> **WRITTEN EXERCISE**:
Can you copy all of the material below line for line, leaving the pictures out?
>> BEGIN MATERIAL
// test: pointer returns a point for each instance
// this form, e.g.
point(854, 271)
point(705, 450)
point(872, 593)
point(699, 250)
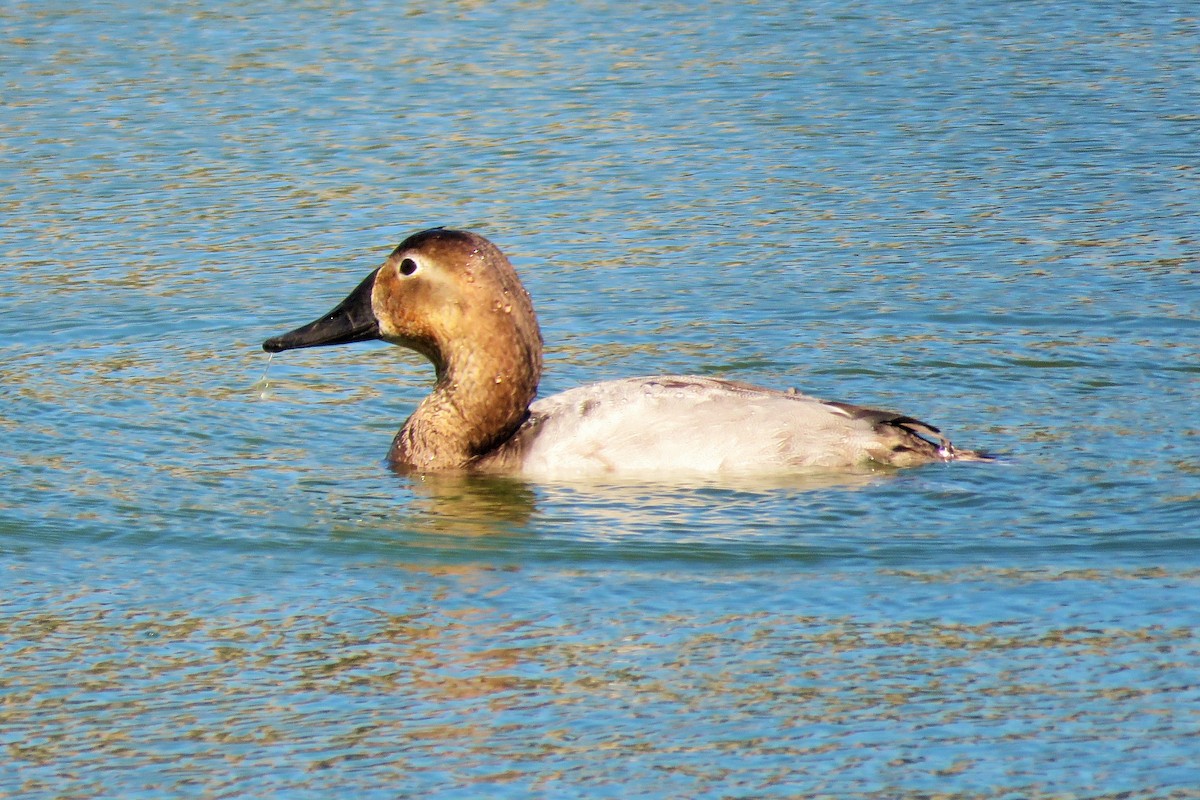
>> END MATERIAL
> **OUTPUT BELOW**:
// test: pointer returns a point for each instance
// this form, e.g.
point(854, 271)
point(705, 450)
point(872, 593)
point(699, 250)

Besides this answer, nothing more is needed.